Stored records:
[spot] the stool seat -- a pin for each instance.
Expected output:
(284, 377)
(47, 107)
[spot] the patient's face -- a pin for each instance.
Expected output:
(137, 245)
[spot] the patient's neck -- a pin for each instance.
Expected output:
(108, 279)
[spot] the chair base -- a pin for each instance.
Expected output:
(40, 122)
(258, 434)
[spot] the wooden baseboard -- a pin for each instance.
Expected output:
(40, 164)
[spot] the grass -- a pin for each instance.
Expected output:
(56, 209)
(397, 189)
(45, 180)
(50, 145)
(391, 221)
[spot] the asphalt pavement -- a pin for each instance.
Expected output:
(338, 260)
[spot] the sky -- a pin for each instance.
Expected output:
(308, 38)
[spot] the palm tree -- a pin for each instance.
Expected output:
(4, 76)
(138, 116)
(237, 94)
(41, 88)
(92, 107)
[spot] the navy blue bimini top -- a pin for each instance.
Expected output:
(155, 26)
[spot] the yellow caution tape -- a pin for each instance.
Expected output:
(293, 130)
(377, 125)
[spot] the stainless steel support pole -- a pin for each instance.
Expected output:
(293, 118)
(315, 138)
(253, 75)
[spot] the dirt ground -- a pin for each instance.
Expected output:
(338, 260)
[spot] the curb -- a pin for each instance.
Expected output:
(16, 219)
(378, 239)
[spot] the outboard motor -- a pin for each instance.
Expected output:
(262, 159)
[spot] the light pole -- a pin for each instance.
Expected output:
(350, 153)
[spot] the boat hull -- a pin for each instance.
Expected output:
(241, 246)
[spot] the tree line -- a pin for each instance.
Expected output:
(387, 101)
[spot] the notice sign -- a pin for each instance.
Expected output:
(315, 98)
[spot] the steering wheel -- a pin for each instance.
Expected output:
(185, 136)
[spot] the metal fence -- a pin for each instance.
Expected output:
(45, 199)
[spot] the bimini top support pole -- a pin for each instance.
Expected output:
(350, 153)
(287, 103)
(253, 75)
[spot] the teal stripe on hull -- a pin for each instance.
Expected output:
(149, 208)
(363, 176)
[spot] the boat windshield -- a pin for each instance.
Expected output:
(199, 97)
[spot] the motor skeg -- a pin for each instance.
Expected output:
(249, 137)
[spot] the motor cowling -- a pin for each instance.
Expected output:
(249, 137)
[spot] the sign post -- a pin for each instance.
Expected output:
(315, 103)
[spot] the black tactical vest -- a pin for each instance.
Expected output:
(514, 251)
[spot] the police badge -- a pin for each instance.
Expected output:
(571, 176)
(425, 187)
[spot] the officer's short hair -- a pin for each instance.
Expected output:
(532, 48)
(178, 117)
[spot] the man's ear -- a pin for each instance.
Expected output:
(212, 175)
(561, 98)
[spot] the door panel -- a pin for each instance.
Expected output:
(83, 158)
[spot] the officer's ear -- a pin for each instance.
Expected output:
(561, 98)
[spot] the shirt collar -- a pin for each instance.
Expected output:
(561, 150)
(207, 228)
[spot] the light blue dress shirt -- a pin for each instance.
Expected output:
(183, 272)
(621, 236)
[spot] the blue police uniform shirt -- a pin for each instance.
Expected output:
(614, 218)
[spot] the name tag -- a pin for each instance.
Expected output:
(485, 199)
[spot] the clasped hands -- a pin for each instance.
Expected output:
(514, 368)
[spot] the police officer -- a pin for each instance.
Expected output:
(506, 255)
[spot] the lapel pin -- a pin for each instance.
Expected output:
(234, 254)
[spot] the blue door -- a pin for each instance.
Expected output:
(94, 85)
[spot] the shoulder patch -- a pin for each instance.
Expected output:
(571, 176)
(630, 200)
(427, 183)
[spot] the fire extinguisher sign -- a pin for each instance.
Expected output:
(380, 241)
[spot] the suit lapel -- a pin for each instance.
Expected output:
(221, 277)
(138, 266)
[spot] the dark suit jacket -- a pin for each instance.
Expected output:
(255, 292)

## Written request
Reproduce every one of the entries above word for word, keeping each line unchanged and in its original order.

## Problem solution
[spot] the stool seat -- a pin for each instance.
Expected output:
(284, 377)
(47, 107)
[spot] the patient's face -- a pin for each instance.
Expected output:
(137, 245)
[spot] the patient's neck -- a pin for each instance.
Expected output:
(108, 279)
[spot] the chair base -- a pin for each instance.
Expected output:
(40, 122)
(258, 434)
[spot] the wooden baseboard -- a pin for each instance.
Expected output:
(40, 164)
[spot] the grass -- a pin for each instance.
Expected output:
(56, 209)
(397, 189)
(45, 180)
(50, 145)
(391, 221)
[spot] the asphalt pavement -- a pin for each instance.
Expected output:
(338, 260)
[spot] the sky -- a pin for each instance.
Expected output:
(308, 38)
[spot] the palm tree -- a pin for each instance.
Expected output:
(4, 76)
(138, 116)
(237, 94)
(41, 88)
(92, 107)
[spot] the navy blue bimini top -- a pin for each instance.
Expected output:
(155, 26)
[spot] the yellow caution tape -- a pin for each instance.
Expected output:
(293, 130)
(377, 125)
[spot] the stainless steel support pole -- a pin for each instance.
Expected output:
(293, 118)
(315, 138)
(253, 75)
[spot] the dirt ground -- a pin for each instance.
Expected output:
(338, 260)
[spot] the curb -- a pin for each instance.
Expected output:
(16, 219)
(378, 239)
[spot] the outboard motor -- a pin for each instance.
Expected output:
(262, 159)
[spot] the light pole -- a pin for each instance.
Expected output:
(350, 153)
[spot] the boat hull -- a pin for each instance.
Expected output:
(241, 246)
[spot] the tree line -- a pin for each instance.
Expected output:
(387, 101)
[spot] the notice sign -- a pin for each instance.
Expected output:
(315, 98)
[spot] the steering wheel -- a pin for each instance.
Expected output:
(185, 136)
[spot] the metal fence -- a pin for each instance.
Expected output:
(45, 199)
[spot] the bimini top support pole -- a pin for each instance.
Expected output:
(350, 153)
(287, 103)
(253, 75)
[spot] the teal stripe on hull -- a pin for each instance.
Expected output:
(149, 208)
(363, 176)
[spot] the boat windshield -- a pin for each instance.
Expected output:
(199, 97)
[spot] the motor skeg -- a pin for each instance.
Expected output:
(249, 137)
[spot] the motor cowling -- a pin for each instance.
Expected output:
(249, 137)
[spot] the sign post -- a pin for each instance.
Expected output:
(315, 103)
[spot] the black tactical vest -- a pin for each instance.
Expected output:
(514, 251)
[spot] the police badge -- a pin for each instance.
Expected output:
(571, 176)
(425, 187)
[spot] the officer's short hair -- a pin for each instance.
Expected output:
(532, 48)
(178, 117)
[spot] the man's ear -- a pin for each instance.
Expected output:
(212, 175)
(561, 98)
[spot] the door panel -- a pin for each instance.
Expected output:
(83, 158)
[spot] the officer's ear -- a pin for each instance.
Expected output:
(561, 98)
[spot] the shirt collar -- a pin for each instance.
Expected output:
(561, 150)
(207, 228)
[spot] the light blue dress shirt -- a pin for each instance.
Expected output:
(183, 272)
(621, 236)
[spot] the blue police uniform shirt -- a pin for each instance.
Expected output:
(614, 218)
[spot] the name tag -- a pin for each instance.
Expected output:
(485, 199)
[spot] the clasped hands -- a pin for each instance.
Expected output:
(514, 368)
[spot] the police officer -- a pin for each instance.
Expected output:
(506, 255)
[spot] the lapel pin -- a pin for each instance.
Expected output:
(234, 254)
[spot] the blue door -- a pin for each instance.
Expected output:
(94, 85)
[spot] the shoulder patch -- a pin for each instance.
Expected output:
(571, 176)
(630, 200)
(427, 183)
[spot] the fire extinguisher sign -- a pin for each instance.
Expected output:
(380, 241)
[spot] the suit lapel -- a pin for each instance.
Expected output:
(221, 277)
(138, 266)
[spot] the dark suit jacket -- a pin for each instance.
Expected output:
(255, 292)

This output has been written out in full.